> [Description of the task] Print each entry below precisely as shown.

> [Records to process]
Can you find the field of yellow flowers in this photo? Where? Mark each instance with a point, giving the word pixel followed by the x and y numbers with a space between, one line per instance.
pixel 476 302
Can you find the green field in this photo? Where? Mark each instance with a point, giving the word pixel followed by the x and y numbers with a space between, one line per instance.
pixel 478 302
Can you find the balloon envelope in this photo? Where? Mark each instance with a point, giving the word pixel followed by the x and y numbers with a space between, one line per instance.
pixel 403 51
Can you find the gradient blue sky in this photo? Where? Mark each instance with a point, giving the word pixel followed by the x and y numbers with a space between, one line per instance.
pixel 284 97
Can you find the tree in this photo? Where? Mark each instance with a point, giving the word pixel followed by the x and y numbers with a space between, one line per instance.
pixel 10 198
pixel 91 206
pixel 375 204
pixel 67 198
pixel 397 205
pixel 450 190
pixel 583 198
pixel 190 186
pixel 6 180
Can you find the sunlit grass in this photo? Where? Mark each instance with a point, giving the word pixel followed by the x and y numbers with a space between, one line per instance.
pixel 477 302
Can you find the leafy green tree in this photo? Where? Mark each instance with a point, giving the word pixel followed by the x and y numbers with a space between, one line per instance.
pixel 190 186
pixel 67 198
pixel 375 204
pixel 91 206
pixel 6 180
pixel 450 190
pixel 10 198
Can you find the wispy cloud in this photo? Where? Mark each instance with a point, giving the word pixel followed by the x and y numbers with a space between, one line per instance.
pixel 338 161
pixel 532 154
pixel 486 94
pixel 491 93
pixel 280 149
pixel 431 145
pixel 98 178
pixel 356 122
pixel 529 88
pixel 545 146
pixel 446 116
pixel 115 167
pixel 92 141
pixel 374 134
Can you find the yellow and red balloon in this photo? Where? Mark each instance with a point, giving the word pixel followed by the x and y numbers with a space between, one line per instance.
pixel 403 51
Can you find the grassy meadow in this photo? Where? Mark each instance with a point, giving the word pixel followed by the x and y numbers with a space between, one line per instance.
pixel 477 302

> [Exercise answer]
Can you find the field of yellow flowers in this photo? Where? Mark each instance with a point, giving the word pixel followed by the x and y numbers with a space between, one line per instance.
pixel 476 302
Can you find the green field in this photo? Where? Mark each instance with a point, giving the word pixel followed by the x and y numbers with a space between, one line per instance.
pixel 478 302
Can you find the balloon envelope in this photo? Where? Mark each instance with a point, giving the word pixel followed by the x and y numbers with a space between, one line per instance.
pixel 403 51
Can you find the gradient blue sky in this photo? Where? Mark each instance with a point, giving the word pixel followed by the x and y numbers with a space between, one line per instance.
pixel 284 97
Can you find the tree in this photo? Where? Mark each instance with a point, giving the word pixel followed by the x and y numbers with a space between, one line per instance.
pixel 10 198
pixel 91 206
pixel 375 204
pixel 67 198
pixel 397 205
pixel 450 190
pixel 583 198
pixel 190 186
pixel 6 180
Can you find the sunlit grass in this photo? Where? Mark each instance with a point, giving the word pixel followed by the x and y numbers with a space between, one line per instance.
pixel 477 302
Can you find the leafy green tree in this photo? Where? Mark each instance with a point, giving the word pixel followed by the x and y numbers with a space between, one line per instance.
pixel 190 186
pixel 67 198
pixel 375 204
pixel 91 206
pixel 6 180
pixel 450 190
pixel 10 198
Can you find the wispy cloud in this photo? Where? Mark each instance with a point, giving the word pixel followed by the x and y numbers with a space between, one line per instance.
pixel 338 161
pixel 532 154
pixel 486 94
pixel 491 93
pixel 280 149
pixel 431 145
pixel 98 178
pixel 356 122
pixel 529 88
pixel 545 146
pixel 446 116
pixel 115 167
pixel 92 141
pixel 374 134
Can you find the yellow and red balloon in this photo? Where? Mark each instance with a point, giving the word pixel followed by the x and y numbers with a space between, one line per instance.
pixel 403 51
Can you find the grassy meadow in this photo? Where? Mark each instance with a point, giving the word pixel followed by the x and y numbers with a space between, one line per instance.
pixel 477 302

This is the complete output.